▸ **REQUIRED TASKS**:
1) Answer these questions about the SDM/SDE architecture text, giving each answer on its own line marked to match:
(a) What is the maximum number of rounds the review loop runs?
(b) What does the SDM read instead of raw code files?
(c) Which two models were used as SDM and SDE in the experiments mentioned?
2) Return the part of the SDM/SDE architecture text that opens with the words containing "- Incremental improvement." and closes with "80–90% lower cost.", copied without changes.
3) List every section that the SDM/SDE architecture text says the plan document contains.

▸ **TEXT SEGMENT**:
BEGIN
Why Quality Doesn't Degrade
The natural concern is that using a cheaper model for implementation reduces code quality. In practice, the opposite occurs:
- The SDM's plan constrains the SDE's output space. A well-structured plan with explicit interfaces, data models, and acceptance criteria leaves little room for the SDE to diverge. The SDE becomes a mechanical translator of specification to code — a task at which smaller models excel.
- The review loop catches SDE errors. The SDM, reading the review document, spots deviations from the plan, suboptimal patterns, and missing edge cases. The SDE then fixes them. This is arguably better than a single model self-correcting, because the reviewer and implementer are independent systems with different failure modes.
- The cheap model can be pushed harder. Because SDE costs are low, we can afford multiple generation attempts, more thorough test generation, and longer output. The economic constraint that makes single-model systems produce minimal output doesn't apply to the SDE.
Implementation Details
The Plan Document
The SDM maintains a structured plan document with these sections:
- Architecture: Component breakdown, data flow, module boundaries
- Interfaces: Function signatures, type definitions, API contracts
- Data model: Schemas, validation rules, persistence strategy
- Acceptance criteria: Exact behaviours the implementation must satisfy
- Rejected approaches: What not to do, known pitfalls
The Review Document
The SDE writes each file it creates or modifies into a review document, alongside a summary of what was done and why. This document becomes the SDM's input for review. The SDM never reads raw code files — it reads the structured review document, which provides context and intent alongside the code.
Loop Termination
The loop runs a maximum of 3 rounds. In practice, ~70% of tasks pass review in round 1, ~25% require one revision, and ~5% require two. The third round is a safety net. After 3 rounds, the SDM either approves or flags the task for human review.
We track the pass rate per round as a health metric. A declining round-1 pass rate signals that the plan document is insufficiently detailed, and the SDM's prompting should be adjusted.
| Round | Pass Rate | Cumulative % of Tasks |
|---|---|---|
| 1 (initial implementation) | 70% | 70% |
| 2 (after first feedback) | 83% | 95% |
| 3 (after second feedback) | 60% | 98% |
| Escalated to human | — | 2% |
Beyond Cost: Additional Benefits
The role-specialized architecture produces advantages beyond the direct cost savings:
- Audit trail. The plan document, review document, and feedback are all persisted. Every decision is traceable. A human can review the entire conversation at any point.
- Independent iteration. The SDM and SDE can operate asynchronously. The SDM can plan the next task while the SDE implements the current one. With parallel task queues, throughput nearly doubles.
- Model independence. The SDM and SDE are decoupled by the document interface. Either model can be swapped independently. We have run experiments with Claude Opus 4.5 as SDM and Qwen 3 Coder as SDE, with similar cost profiles.
- Incremental improvement. Because the SDE's output is always reviewed by a stronger model, the system naturally drives quality up over time. The SDE learns from feedback patterns within each session.
Conclusion
The prevailing assumption in agentic coding is that you need the most capable model for every part of the workflow. This is economically wrong. By splitting the cognitive labour — planning and reviewing to the frontier model (minimal output), implementation to a cheap model (heavy output) — we achieve the same or better quality at 80–90% lower cost.
The SDM/SDE pattern is not a compromise. It is a principled application of comparative advantage to AI agents. Each model does what it does best. The expensive model thinks. The cheap model builds. The loop connects them.
This architecture is now the default for all code generation tasks at Northorp. We recommend it to any team generating more than 5,000 lines of agent-written code per month — the savings pay for the integration effort within the first week.
END
▸ **INFORMATION SHOWN**:
BEGIN
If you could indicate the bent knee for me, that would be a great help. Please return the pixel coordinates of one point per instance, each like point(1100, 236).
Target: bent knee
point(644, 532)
END
▸ **WRITTEN ANSWERS**:
1)
(a) 3 rounds.
(b) The structured review document.
(c) Claude Opus 4.5 as SDM and Qwen 3 Coder as SDE.

2)
- Incremental improvement. Because the SDE's output is always reviewed by a stronger model, the system naturally drives quality up over time. The SDE learns from feedback patterns within each session.
Conclusion
The prevailing assumption in agentic coding is that you need the most capable model for every part of the workflow. This is economically wrong. By splitting the cognitive labour — planning and reviewing to the frontier model (minimal output), implementation to a cheap model (heavy output) — we achieve the same or better quality at 80–90% lower cost.

3)
Architecture
Interfaces
Data model
Acceptance criteria
Rejected approaches